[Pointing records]
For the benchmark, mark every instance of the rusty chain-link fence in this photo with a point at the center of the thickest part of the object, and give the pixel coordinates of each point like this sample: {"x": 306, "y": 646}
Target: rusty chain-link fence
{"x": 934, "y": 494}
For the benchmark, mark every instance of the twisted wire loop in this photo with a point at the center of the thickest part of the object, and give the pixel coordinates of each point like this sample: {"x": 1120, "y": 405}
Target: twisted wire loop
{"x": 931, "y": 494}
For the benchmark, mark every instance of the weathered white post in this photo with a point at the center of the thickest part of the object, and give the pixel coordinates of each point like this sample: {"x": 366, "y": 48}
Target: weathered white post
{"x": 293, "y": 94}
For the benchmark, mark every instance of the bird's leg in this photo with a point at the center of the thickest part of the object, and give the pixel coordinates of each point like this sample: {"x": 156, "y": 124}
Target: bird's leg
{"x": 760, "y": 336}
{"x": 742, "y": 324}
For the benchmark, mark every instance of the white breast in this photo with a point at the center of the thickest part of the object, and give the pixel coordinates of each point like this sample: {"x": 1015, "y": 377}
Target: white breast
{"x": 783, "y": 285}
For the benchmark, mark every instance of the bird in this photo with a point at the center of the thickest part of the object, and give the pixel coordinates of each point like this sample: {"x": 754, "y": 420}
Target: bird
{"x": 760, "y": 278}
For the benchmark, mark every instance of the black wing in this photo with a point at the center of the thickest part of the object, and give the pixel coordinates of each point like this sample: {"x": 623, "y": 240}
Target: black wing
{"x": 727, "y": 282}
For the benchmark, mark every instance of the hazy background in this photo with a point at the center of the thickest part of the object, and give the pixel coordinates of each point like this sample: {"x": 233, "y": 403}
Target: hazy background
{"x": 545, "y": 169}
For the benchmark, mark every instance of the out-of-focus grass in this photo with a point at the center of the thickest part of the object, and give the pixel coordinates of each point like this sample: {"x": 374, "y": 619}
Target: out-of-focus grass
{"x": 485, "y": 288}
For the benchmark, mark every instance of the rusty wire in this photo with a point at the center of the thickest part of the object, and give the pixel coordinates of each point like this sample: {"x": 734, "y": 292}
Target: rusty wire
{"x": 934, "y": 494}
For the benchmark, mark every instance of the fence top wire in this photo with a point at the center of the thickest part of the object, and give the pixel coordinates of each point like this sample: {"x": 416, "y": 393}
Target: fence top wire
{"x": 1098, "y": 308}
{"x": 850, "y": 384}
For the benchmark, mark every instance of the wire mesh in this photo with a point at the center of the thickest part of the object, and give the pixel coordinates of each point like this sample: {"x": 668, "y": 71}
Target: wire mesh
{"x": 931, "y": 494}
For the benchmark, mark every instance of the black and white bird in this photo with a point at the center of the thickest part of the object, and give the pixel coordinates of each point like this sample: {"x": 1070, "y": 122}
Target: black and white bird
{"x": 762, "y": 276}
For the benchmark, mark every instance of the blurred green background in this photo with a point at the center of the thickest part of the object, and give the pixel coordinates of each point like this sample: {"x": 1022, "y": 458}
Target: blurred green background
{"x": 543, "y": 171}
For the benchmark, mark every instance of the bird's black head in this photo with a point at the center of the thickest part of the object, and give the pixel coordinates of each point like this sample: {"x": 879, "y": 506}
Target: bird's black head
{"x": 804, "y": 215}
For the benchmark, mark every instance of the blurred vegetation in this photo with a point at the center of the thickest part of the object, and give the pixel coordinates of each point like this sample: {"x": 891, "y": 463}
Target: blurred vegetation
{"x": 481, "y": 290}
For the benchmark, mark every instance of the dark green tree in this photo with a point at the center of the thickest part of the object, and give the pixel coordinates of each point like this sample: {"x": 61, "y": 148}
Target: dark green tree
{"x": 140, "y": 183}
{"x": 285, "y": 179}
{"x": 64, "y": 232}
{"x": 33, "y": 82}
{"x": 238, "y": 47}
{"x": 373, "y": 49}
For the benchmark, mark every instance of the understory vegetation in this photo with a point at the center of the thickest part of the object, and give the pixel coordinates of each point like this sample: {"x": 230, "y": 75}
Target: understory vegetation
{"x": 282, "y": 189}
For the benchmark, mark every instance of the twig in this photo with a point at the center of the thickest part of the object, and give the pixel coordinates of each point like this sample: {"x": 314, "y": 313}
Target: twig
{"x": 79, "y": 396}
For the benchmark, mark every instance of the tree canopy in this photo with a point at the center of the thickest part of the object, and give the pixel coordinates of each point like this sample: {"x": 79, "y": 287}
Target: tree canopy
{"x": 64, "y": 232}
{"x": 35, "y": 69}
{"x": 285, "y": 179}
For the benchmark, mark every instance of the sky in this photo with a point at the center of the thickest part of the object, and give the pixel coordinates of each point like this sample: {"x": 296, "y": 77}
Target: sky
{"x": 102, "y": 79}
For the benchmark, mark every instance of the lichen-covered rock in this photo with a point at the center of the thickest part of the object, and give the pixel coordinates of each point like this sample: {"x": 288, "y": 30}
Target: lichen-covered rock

* _Problem requirements_
Only the lines from the one containing "For the benchmark, mark every instance of the sky" to the end of the listing belong in the output, each reproduced exactly.

* _Finished exercise_
For the benchmark, mark every instance of the sky in this photo with a point at the center of the thickest part of the object, and give the pixel coordinates of each point like this sample: {"x": 296, "y": 77}
Target: sky
{"x": 102, "y": 79}
For the benchmark, mark every instance of the lichen-covered rock in this photo with a point at the center of the thickest part of the object, and give the pixel coordinates of each point like this sample: {"x": 288, "y": 30}
Target: lichen-covered rock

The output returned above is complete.